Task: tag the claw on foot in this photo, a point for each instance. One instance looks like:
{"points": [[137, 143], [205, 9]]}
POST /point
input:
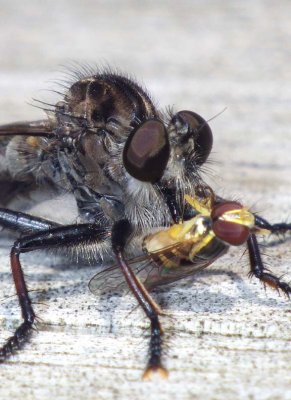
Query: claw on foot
{"points": [[151, 370]]}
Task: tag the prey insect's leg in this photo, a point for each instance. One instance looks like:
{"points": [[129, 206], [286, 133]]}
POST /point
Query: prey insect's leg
{"points": [[66, 236], [21, 222], [281, 227], [120, 233], [260, 272]]}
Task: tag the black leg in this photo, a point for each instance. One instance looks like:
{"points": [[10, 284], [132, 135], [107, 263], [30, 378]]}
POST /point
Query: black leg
{"points": [[120, 233], [281, 227], [20, 222], [260, 272], [72, 235]]}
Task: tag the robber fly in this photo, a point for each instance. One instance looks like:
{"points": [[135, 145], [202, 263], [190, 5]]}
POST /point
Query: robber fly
{"points": [[129, 168]]}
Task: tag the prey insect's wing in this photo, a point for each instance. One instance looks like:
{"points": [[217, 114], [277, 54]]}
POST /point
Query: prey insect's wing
{"points": [[150, 273]]}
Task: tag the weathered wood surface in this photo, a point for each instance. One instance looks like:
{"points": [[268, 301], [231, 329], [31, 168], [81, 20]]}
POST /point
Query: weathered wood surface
{"points": [[227, 338]]}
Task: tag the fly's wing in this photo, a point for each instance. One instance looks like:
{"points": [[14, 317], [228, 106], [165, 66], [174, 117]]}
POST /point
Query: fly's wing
{"points": [[150, 273]]}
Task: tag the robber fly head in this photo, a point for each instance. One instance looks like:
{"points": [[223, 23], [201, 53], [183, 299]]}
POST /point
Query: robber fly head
{"points": [[108, 143]]}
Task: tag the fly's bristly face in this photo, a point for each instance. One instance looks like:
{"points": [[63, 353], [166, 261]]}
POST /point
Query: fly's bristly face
{"points": [[109, 145], [133, 174]]}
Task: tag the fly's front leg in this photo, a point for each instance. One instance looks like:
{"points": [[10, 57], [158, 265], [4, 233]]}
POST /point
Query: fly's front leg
{"points": [[66, 236], [260, 272], [120, 233], [21, 222]]}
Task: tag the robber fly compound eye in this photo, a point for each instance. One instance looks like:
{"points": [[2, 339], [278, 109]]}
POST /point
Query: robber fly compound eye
{"points": [[146, 151], [105, 128]]}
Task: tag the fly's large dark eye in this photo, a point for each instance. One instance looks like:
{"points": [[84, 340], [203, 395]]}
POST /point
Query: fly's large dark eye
{"points": [[146, 151], [200, 131]]}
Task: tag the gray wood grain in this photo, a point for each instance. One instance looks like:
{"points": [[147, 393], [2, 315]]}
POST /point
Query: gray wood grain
{"points": [[227, 338]]}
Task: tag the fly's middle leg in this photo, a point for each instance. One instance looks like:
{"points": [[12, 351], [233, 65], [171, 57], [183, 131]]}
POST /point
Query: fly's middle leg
{"points": [[260, 272], [64, 236], [120, 233]]}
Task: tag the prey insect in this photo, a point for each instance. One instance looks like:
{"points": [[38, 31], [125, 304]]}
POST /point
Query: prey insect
{"points": [[128, 168]]}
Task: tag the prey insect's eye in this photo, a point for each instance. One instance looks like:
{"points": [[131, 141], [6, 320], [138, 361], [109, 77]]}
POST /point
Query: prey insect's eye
{"points": [[197, 128], [230, 232], [146, 151]]}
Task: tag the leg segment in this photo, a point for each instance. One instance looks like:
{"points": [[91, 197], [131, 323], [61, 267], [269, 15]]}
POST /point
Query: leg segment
{"points": [[260, 272], [71, 235], [21, 222], [281, 227], [120, 233]]}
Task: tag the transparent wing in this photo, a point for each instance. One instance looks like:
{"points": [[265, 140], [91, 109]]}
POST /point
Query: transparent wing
{"points": [[151, 274]]}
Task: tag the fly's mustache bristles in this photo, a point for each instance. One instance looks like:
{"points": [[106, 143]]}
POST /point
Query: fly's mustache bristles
{"points": [[133, 173]]}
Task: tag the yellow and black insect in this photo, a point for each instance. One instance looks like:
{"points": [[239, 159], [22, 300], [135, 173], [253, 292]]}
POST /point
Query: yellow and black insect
{"points": [[128, 168]]}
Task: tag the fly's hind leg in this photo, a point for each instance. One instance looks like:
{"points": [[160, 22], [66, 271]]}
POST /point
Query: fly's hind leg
{"points": [[120, 233], [259, 271], [64, 236]]}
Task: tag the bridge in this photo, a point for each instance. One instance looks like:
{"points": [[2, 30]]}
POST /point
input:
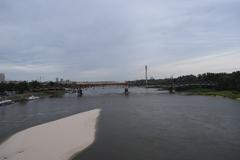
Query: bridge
{"points": [[79, 86], [183, 86]]}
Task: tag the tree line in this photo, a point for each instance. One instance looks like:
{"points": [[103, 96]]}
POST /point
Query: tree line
{"points": [[24, 86], [223, 81]]}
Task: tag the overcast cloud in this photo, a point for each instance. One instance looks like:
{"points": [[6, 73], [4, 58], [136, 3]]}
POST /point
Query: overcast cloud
{"points": [[113, 39]]}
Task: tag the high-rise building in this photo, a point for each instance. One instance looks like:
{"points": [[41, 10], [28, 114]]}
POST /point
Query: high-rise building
{"points": [[146, 75], [2, 77], [57, 80]]}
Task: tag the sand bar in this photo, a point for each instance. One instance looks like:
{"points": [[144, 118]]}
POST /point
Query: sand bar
{"points": [[57, 140]]}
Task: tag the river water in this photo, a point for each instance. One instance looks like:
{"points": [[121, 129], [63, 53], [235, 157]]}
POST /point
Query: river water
{"points": [[145, 125]]}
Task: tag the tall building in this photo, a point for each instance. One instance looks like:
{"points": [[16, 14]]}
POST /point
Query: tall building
{"points": [[146, 75], [57, 80], [2, 77]]}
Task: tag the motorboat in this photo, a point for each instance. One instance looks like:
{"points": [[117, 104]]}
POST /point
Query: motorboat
{"points": [[33, 97], [3, 102]]}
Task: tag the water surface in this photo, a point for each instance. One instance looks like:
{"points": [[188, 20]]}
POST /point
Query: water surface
{"points": [[147, 124]]}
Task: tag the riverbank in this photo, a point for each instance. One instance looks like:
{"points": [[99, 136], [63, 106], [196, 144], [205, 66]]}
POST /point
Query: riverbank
{"points": [[57, 140], [24, 96], [209, 92]]}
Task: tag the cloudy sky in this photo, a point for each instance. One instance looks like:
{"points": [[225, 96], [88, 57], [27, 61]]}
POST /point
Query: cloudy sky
{"points": [[113, 39]]}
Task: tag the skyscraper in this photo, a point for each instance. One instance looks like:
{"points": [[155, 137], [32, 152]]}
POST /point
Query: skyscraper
{"points": [[2, 77], [146, 74]]}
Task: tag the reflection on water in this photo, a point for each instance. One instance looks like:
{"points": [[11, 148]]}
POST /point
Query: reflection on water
{"points": [[146, 124]]}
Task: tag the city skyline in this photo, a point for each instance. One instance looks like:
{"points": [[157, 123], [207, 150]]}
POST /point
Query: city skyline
{"points": [[114, 40]]}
○ ○ ○ ○
[STATED PROBLEM]
Copy each line exactly, from the line containing "Task: tag the water" down to the last line of the material, and no other lines.

[REPLY TO THE EXERCISE]
Task: tag the water surface in this photo, a point for each instance. One instance looks like:
{"points": [[188, 20]]}
POST /point
Query: water surface
{"points": [[147, 124]]}
Task: tag the riverbank in this photo, a point for each instance. One instance looks like:
{"points": [[99, 136], [63, 106], [196, 144], [205, 66]]}
POST /point
Query: riverbank
{"points": [[57, 140], [24, 96], [209, 92]]}
Task: tag the cloudy sky in this photo, a point for each instance. One instance looks like:
{"points": [[225, 96], [88, 57], [27, 61]]}
POST /point
Query: cloudy sky
{"points": [[113, 39]]}
Task: tag the skyscraper in this photo, a point for each instance. One instance looks like:
{"points": [[155, 137], [32, 152]]}
POST /point
Query: skyscraper
{"points": [[2, 77], [146, 74]]}
Task: tag the reflection on water in this photo, a point for each instance. One instance looks like:
{"points": [[11, 148]]}
POST /point
Query: reflection on water
{"points": [[146, 124]]}
Task: tag the city skyline in this photo, a point for each instance. One instance looks like:
{"points": [[157, 123], [207, 150]]}
POST /point
Query: city skyline
{"points": [[114, 40]]}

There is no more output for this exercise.